For it would be much better to live within a system, however barbaric in some of its features, that has in it some creative force making for the liberation of mankind from class-oppression and primary poverty than to be thrust back under the dead hand of decaying capitalism utterly incapable of fresh, creative effort. (G. D. H. Cole, Europe, Russia and the Future, pp. 8-9)

      It would appear to me that when a mind has been trained to hold such bitterness against capitalism, to believe in the illusions of Communism, it is no wonder that some of this same mentality have used their influence in scientific circles, in embassies and in governmental positions to betray the interests of their own countries and collaborate with what has turned out to be the most formidable enemy free men have ever faced. (Ezra Taft Benson, CN-12/23/61)

      America Faces Great Crisis. We must not let complacency blind our eyes to the real dangers threatening to destroy us. Judging from the written and expressed opinion of many of our leaders, our government is facing the greatest crisis in its history.

      Let me give you some of the latest: General Albert C. Wedemeyer said during a recent visit to Utah: “As intelligent and patriotic Americans you must recognize that our free society faces perplexities and perils, vaster in scope and more challenging than ever before . . . .”

      Mr. W. C. Mullendore, President of the Southern California Edison Company . . . offers this warning:

Over far too long a period now, we, the people of the United States of America, have been squandering our heritage and blindly following the old, treacherous, but often beguiling, ways which lead backward and downward from the unfrequented heights of liberty to the lowlands of tyranny [p. 338] and despair where the great bulk of mankind has lived for practically the whole of human history . . . .

GIVEN PROBLEM ::
Name every person the excerpt above about capitalism, communism and America's crisis mentions by name.

EXCERPTED DATA ::
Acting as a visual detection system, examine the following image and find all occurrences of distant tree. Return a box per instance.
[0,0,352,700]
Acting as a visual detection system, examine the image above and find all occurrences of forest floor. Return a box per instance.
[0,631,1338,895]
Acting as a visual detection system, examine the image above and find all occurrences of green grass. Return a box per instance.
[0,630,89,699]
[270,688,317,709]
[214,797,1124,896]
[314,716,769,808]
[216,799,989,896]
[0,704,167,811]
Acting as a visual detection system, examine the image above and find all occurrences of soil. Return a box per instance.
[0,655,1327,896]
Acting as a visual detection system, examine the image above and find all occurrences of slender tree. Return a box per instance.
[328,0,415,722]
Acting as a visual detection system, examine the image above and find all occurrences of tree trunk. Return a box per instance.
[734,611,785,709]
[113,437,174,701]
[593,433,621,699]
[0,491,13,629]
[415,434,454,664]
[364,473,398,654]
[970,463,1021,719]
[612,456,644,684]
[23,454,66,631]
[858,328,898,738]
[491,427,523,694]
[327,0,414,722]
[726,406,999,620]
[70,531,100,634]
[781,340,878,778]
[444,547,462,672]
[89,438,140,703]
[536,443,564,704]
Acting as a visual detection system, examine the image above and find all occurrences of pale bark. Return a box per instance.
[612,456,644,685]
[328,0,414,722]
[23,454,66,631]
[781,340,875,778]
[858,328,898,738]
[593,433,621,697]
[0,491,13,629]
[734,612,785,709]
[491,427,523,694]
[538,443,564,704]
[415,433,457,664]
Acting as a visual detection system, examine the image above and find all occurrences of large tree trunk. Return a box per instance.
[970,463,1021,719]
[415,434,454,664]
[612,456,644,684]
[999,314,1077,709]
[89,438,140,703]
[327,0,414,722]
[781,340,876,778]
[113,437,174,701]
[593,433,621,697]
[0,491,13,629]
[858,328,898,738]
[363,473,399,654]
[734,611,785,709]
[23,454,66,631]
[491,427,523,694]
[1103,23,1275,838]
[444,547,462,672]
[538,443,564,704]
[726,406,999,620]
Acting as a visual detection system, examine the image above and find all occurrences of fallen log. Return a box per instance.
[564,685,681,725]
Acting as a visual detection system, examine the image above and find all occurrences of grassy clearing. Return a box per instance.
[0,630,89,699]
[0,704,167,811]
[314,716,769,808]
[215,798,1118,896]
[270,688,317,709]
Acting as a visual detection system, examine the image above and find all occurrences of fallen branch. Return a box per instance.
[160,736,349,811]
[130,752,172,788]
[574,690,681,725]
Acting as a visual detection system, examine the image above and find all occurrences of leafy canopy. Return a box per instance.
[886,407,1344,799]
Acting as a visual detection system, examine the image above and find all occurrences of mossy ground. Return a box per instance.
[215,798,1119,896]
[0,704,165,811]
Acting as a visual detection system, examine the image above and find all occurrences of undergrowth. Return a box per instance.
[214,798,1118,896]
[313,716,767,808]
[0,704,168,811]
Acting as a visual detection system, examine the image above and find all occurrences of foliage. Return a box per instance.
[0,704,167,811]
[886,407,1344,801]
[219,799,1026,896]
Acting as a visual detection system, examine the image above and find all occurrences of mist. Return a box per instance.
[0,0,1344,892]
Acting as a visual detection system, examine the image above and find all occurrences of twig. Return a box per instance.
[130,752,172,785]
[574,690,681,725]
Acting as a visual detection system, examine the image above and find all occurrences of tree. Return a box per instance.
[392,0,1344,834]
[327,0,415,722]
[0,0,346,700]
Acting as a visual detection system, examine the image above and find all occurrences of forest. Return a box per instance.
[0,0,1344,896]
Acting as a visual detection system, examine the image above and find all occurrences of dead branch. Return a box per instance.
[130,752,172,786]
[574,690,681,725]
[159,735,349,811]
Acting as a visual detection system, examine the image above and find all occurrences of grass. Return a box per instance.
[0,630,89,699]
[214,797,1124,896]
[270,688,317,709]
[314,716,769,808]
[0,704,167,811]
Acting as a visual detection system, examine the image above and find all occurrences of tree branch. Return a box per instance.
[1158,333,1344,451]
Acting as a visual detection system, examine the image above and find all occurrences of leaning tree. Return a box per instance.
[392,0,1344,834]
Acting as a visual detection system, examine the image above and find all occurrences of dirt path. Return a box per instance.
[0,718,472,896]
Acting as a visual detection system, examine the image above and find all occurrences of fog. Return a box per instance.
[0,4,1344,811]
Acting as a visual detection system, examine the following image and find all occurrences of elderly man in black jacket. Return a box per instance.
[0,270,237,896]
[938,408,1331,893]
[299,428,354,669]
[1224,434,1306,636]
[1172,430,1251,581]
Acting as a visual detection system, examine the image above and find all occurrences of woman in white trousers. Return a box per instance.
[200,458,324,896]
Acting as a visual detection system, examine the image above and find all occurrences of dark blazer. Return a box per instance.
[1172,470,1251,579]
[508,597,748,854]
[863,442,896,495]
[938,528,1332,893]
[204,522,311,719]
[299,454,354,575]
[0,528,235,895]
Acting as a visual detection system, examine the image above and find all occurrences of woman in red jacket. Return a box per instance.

OUTPUT ::
G. D. H. Cole
Ezra Taft Benson
General Albert C. Wedemeyer
W. C. Mullendore